Records
++++++++++
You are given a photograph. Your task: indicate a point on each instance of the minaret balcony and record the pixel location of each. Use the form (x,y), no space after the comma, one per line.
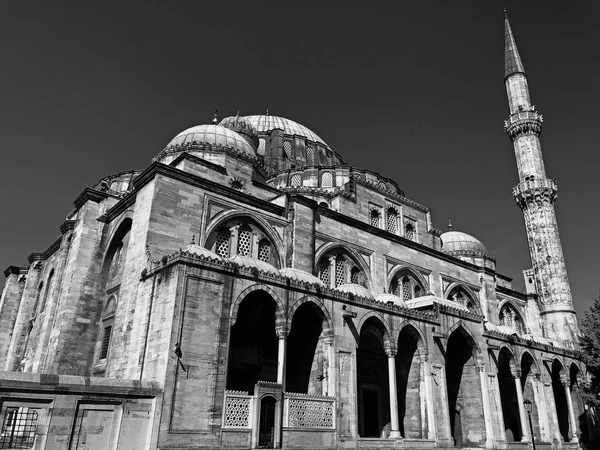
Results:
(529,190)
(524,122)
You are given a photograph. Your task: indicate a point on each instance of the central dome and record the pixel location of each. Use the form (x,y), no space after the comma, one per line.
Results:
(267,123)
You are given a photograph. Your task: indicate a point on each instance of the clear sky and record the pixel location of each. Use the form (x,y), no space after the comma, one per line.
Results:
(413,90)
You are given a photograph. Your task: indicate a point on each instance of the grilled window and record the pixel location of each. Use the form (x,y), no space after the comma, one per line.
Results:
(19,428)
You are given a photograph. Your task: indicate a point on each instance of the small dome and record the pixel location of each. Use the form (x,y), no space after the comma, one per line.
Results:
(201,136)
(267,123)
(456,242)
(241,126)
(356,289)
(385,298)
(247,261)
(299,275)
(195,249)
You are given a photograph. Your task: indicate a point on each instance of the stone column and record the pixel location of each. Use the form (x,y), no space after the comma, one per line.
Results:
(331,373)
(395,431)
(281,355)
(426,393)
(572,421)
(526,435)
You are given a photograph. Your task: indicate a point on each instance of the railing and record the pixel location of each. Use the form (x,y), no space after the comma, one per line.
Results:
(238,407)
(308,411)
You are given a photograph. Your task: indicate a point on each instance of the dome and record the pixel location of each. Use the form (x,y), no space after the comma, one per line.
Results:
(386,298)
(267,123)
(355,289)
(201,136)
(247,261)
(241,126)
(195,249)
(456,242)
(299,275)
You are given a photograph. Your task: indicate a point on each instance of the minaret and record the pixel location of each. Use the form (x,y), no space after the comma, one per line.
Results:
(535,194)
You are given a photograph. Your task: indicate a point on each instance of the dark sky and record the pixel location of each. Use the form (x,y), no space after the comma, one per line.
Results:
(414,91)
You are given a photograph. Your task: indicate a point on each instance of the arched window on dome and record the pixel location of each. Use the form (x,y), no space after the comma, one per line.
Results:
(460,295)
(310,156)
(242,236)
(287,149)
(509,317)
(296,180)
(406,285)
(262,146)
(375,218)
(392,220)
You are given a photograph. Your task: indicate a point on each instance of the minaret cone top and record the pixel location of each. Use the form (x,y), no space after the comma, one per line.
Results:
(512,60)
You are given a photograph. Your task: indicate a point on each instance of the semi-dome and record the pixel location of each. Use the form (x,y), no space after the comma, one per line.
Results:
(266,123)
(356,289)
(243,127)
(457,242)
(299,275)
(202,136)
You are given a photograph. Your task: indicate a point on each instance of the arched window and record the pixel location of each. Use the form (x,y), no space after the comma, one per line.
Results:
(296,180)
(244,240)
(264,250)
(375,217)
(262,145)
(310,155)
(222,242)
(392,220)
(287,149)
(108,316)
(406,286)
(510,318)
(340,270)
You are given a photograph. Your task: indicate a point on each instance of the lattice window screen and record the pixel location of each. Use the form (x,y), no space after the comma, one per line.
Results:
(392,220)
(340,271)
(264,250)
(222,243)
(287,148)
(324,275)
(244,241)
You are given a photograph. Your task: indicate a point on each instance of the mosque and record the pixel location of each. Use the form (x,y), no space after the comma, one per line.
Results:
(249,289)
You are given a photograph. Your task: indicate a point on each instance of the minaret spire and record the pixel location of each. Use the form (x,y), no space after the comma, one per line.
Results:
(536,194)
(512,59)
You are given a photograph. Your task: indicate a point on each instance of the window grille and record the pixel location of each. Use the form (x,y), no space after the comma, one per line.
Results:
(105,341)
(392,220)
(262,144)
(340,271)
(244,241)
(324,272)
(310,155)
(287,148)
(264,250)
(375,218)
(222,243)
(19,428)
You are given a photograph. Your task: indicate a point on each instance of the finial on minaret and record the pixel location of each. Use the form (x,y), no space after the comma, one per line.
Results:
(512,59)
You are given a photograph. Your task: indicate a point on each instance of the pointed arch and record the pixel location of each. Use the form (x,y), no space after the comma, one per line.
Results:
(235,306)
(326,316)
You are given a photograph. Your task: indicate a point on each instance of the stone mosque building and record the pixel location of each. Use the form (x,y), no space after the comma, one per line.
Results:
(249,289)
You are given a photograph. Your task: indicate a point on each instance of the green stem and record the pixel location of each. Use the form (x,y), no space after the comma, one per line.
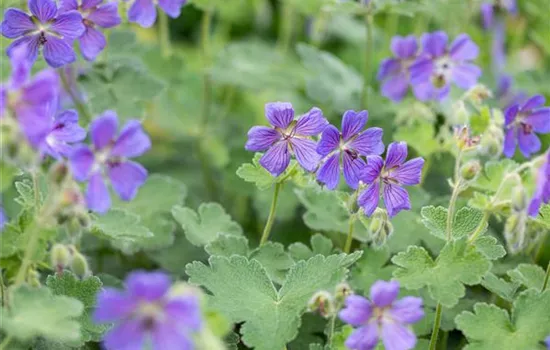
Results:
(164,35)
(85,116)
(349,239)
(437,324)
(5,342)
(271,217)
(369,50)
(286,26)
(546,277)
++++++++++
Your instructions:
Take the line that contains "of the window" as the first and the last line of the records as the end, and please quote those lines exactly, pictures omitted.

Task output:
You are given a photograph. Your task: indicate a point on each instance of the window grille and record the pixel location of each. Use the form (x,y), no space after the comma, one per line.
Results:
(105,341)
(392,220)
(262,144)
(340,271)
(244,241)
(324,272)
(310,155)
(287,148)
(264,250)
(375,218)
(222,243)
(19,428)
You are given a photograph. Your task: indicate a point on each instance of the finial on minaret and record the pixel location of each. Use the form (x,y), no space after the comma, one per line.
Results:
(512,59)
You are given a photograph. Your task: indicate a point on each instance of the pointed arch and record the pixel location of each. Use the form (x,y), no space after the comma, one per line.
Results:
(235,306)
(326,316)
You are given a photograph. Your task: indicate a point on each instance of the stone mosque building and record the pixel location of each. Use the form (x,y), no space after the comma, one per line.
Results:
(249,289)
You are given a photograph. Your task: indicate a point on each instance of the green stem and record the pixel location of each. Use the form (x,y), no space after the comma, one per line.
Results:
(164,35)
(85,116)
(349,239)
(437,324)
(5,342)
(271,217)
(369,50)
(286,26)
(546,277)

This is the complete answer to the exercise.